*** Study text ***

In 1890 Mrs. Lamson, who had been one of Laura Bridgman's teachers, and
who had just returned from a visit to Norway and Sweden, came to see
me, and told me of Ragnhild Kaata, a deaf and blind girl in Norway who
had actually been taught to speak. Mrs. Lamson had scarcely finished
telling me about this girl's success before I was on fire with
eagerness. I resolved that I, too, would learn to speak. I would not
rest satisfied until my teacher took me, for advice and assistance, to
Miss Sarah Fuller, principal of the Horace Mann School. This lovely,
sweet-natured lady offered to teach me herself, and we began the
twenty-sixth of March, 1890.
Miss Fuller's method was this: she passed my hand lightly over her
face, and let me feel the position of her tongue and lips when she made
a sound. I was eager to imitate every motion, and in an hour had
learned six elements of speech: M, P, A, S, T, I. Miss Fuller gave me
eleven lessons in all. I shall never forget the surprise and delight I
felt when I uttered my first connected sentence, "It is warm." True,
they were broken and stammering syllables; but they were human speech.

*** End of Study text ***
*** Exercise data ***

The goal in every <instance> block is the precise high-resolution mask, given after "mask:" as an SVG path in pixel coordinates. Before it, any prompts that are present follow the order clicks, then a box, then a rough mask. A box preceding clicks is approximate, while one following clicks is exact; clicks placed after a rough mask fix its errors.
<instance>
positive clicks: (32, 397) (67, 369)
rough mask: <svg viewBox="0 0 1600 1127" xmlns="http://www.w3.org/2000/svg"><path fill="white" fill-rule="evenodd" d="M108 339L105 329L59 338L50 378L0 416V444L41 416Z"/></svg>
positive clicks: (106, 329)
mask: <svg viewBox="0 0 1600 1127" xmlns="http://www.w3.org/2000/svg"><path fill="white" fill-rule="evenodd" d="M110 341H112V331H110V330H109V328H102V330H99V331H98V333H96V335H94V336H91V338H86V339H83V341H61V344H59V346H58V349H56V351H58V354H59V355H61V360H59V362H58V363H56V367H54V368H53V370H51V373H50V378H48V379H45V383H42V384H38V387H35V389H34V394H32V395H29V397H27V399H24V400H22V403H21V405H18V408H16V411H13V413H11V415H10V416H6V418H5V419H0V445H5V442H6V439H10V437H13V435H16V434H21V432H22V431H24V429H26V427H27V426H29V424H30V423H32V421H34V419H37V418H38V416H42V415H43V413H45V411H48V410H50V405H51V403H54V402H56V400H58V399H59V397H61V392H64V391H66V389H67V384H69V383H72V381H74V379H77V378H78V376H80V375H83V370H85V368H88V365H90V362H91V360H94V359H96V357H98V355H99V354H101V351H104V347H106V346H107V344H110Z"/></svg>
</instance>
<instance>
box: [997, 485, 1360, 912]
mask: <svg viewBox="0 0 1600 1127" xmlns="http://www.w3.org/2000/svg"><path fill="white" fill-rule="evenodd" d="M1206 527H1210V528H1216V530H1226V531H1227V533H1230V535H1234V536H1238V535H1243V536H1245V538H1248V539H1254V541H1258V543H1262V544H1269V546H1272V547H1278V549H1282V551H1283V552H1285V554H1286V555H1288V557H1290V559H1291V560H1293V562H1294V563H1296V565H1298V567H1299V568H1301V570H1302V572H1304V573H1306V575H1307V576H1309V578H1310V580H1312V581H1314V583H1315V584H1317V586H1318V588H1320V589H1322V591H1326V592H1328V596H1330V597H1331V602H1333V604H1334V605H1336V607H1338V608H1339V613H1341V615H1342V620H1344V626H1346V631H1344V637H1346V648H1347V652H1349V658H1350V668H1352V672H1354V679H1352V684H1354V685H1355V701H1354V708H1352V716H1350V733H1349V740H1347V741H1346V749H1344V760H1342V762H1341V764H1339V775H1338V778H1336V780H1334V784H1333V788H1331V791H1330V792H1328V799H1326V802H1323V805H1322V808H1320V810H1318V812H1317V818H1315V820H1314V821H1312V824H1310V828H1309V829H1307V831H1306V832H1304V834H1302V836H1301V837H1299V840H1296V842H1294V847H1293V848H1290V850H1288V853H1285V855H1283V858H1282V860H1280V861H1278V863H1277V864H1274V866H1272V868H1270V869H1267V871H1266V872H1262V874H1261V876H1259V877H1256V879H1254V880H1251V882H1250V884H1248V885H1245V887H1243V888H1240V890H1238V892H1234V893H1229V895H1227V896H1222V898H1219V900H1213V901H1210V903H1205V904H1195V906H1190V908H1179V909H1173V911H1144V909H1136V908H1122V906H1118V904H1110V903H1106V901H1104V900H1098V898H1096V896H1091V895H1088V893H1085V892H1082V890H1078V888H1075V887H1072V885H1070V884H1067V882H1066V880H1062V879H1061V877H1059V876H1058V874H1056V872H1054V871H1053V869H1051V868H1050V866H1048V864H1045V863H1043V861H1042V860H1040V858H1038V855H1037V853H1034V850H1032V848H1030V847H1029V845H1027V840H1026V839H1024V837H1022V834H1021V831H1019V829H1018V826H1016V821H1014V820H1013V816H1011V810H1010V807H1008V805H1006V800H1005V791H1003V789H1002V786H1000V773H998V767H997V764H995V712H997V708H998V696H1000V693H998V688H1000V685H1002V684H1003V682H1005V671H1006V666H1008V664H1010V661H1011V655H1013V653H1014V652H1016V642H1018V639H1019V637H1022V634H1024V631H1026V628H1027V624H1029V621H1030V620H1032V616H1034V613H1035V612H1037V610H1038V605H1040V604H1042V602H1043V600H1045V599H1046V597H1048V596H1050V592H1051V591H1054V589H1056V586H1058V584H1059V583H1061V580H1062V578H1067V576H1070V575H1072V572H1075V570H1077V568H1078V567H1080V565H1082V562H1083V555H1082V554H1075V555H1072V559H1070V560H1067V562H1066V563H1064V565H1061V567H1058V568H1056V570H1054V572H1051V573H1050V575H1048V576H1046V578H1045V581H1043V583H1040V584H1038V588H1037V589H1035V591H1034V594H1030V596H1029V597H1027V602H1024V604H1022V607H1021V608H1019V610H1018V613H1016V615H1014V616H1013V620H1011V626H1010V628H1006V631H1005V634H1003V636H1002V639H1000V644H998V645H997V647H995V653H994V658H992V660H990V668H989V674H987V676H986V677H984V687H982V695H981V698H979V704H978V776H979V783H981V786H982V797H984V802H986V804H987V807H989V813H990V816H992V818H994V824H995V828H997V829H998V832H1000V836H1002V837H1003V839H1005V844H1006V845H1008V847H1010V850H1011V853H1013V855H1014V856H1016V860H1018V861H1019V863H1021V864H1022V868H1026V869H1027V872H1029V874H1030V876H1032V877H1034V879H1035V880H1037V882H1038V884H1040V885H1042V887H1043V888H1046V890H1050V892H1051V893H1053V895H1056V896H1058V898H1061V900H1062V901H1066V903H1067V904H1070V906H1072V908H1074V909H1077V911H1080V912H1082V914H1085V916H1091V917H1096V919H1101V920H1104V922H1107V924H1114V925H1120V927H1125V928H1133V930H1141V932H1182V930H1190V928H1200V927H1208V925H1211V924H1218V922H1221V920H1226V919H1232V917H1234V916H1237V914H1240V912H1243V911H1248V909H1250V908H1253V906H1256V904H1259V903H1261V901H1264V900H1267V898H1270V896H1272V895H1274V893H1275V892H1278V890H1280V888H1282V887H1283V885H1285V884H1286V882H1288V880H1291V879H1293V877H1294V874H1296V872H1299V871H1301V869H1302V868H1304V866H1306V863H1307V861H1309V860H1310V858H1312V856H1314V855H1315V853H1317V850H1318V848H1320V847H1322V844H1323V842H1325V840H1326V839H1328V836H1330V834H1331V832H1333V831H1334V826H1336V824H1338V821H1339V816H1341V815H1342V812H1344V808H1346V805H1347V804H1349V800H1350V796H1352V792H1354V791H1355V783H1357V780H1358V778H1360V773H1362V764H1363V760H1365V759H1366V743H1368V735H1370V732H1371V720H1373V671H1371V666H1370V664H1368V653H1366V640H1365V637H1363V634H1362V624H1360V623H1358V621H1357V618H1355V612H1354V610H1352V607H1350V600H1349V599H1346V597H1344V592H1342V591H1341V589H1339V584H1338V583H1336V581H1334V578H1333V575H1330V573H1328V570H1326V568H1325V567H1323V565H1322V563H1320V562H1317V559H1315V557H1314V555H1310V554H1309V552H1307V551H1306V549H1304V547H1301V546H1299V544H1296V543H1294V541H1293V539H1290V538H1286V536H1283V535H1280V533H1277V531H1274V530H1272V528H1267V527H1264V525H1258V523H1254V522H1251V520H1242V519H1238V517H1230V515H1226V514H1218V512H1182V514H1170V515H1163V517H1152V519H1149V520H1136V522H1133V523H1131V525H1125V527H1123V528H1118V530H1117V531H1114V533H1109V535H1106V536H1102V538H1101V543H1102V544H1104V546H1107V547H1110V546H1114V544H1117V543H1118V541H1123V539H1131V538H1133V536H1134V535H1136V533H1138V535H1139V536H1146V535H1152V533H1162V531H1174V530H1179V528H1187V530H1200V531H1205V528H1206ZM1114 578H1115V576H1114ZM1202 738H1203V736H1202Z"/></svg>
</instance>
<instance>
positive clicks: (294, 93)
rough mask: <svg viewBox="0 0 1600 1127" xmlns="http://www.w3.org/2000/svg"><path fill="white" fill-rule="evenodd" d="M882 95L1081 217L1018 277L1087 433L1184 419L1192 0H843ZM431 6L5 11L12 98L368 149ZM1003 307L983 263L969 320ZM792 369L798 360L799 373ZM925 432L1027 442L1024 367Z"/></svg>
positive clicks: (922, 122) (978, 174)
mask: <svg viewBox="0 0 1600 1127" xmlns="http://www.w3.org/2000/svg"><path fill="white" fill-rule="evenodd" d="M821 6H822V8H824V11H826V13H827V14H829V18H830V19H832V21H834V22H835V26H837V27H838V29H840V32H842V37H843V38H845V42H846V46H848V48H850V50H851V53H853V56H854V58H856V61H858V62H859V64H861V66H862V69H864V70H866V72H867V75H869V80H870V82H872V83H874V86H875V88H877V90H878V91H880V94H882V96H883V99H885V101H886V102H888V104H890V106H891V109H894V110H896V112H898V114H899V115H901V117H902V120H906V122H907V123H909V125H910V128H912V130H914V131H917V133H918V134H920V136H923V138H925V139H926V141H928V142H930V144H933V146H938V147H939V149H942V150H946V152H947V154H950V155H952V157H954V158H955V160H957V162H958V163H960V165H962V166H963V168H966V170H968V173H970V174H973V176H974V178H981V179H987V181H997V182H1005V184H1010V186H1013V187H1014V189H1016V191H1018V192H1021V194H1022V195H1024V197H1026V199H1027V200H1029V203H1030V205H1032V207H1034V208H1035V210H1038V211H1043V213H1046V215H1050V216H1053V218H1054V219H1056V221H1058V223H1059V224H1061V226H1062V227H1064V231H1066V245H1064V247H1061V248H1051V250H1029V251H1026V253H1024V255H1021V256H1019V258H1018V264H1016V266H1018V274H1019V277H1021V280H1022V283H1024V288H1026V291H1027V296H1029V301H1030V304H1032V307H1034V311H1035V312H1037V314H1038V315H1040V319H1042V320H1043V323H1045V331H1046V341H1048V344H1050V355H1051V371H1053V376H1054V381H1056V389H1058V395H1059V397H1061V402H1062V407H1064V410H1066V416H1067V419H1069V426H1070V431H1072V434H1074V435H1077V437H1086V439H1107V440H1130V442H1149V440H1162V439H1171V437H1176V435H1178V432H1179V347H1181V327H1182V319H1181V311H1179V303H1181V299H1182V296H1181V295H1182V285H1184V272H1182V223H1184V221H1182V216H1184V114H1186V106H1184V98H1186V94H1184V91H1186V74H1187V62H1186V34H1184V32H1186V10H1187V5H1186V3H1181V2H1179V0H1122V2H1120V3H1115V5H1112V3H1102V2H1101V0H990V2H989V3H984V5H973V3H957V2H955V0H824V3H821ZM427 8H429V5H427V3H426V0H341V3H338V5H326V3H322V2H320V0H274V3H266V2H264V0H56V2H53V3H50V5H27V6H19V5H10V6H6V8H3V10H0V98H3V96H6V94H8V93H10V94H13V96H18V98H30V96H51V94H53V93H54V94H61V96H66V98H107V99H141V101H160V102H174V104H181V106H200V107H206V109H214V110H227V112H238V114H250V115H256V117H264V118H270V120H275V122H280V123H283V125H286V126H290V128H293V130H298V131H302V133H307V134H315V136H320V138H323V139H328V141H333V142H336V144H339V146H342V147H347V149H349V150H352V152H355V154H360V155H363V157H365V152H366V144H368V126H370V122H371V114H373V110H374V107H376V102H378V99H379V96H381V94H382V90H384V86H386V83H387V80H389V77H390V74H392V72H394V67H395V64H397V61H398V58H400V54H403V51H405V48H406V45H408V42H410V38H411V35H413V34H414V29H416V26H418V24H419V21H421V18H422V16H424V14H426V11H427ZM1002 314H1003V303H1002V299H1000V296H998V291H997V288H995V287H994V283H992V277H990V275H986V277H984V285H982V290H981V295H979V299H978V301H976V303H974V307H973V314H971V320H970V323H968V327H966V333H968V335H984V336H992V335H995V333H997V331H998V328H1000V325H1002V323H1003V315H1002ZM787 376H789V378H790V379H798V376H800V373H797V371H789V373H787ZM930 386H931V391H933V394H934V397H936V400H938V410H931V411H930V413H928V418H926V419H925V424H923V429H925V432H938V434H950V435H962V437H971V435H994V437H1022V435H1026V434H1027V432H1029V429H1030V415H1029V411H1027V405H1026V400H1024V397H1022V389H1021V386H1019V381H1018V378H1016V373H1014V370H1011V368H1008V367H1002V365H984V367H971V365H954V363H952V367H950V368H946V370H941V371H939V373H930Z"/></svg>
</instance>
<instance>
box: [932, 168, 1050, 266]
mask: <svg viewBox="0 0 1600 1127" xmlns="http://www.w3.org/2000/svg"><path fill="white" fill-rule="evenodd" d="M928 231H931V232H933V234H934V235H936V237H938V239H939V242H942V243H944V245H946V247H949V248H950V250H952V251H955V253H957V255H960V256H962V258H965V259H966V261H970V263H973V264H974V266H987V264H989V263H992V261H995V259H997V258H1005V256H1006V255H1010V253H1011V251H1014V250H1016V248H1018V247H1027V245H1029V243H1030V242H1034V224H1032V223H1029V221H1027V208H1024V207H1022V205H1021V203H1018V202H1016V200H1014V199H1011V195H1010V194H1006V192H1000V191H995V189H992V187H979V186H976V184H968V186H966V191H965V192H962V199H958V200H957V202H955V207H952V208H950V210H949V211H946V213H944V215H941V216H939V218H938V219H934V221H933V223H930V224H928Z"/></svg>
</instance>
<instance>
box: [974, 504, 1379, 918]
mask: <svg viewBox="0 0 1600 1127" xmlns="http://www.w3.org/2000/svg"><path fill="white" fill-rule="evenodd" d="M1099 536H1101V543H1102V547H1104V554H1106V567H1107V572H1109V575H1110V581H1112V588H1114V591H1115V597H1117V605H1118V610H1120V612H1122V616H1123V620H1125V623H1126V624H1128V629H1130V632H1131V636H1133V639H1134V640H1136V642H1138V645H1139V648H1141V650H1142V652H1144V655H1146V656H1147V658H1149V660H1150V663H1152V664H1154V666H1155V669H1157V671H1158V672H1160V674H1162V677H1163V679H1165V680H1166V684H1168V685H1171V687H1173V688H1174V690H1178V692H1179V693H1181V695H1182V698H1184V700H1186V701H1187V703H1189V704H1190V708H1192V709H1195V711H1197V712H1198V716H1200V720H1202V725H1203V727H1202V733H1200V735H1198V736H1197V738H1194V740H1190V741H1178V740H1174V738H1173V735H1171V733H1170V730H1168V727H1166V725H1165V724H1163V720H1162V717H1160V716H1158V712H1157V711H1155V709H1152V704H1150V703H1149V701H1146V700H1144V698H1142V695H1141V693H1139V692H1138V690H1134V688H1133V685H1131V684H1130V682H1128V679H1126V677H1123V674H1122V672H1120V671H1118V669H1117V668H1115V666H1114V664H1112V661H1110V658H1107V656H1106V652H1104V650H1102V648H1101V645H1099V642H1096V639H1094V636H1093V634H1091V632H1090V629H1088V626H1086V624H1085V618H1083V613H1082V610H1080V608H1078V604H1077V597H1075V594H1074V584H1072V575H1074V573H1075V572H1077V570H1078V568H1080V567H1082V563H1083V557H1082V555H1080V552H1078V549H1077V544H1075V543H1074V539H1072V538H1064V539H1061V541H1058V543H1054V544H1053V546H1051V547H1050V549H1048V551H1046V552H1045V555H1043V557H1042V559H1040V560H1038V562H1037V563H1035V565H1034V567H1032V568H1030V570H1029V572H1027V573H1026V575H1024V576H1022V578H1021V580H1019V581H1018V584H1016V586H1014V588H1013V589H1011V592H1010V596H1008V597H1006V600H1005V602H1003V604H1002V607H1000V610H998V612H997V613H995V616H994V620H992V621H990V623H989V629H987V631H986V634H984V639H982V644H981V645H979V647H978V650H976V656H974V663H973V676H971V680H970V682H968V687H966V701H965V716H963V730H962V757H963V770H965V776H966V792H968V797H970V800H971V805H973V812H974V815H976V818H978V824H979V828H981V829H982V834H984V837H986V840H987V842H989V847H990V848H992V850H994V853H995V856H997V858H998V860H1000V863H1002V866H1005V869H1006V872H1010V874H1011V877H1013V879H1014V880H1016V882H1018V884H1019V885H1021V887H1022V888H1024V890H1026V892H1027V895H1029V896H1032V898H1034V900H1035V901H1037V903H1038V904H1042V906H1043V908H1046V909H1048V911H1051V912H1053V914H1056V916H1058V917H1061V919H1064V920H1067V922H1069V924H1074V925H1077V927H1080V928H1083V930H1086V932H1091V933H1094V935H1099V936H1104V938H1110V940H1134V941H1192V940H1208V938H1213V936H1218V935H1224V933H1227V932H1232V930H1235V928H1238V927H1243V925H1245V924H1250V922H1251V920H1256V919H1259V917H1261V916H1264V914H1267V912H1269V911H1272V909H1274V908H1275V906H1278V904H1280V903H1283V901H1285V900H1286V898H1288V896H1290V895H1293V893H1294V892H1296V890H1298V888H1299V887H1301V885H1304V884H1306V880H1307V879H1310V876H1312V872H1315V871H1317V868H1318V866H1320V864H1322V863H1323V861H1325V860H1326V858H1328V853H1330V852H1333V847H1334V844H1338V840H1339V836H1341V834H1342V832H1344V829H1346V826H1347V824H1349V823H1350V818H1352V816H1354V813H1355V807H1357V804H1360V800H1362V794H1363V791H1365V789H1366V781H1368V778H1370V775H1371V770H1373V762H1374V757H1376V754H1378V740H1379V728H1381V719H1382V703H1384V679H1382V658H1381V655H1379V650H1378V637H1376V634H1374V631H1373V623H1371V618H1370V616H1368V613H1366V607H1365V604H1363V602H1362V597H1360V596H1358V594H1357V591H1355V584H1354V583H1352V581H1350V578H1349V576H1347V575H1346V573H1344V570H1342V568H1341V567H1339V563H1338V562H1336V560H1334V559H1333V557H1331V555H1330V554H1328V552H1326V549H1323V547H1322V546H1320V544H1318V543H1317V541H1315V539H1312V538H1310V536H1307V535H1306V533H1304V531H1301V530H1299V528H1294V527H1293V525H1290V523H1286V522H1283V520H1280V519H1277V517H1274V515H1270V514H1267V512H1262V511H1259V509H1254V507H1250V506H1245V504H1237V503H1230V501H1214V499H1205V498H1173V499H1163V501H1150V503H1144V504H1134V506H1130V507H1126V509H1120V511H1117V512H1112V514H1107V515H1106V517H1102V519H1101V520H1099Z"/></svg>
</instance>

*** End of Exercise data ***

▸ Exercise goal: In the passage about learning to speak above, what was the first connected sentence the narrator uttered?

▸ Task answer: "It is warm."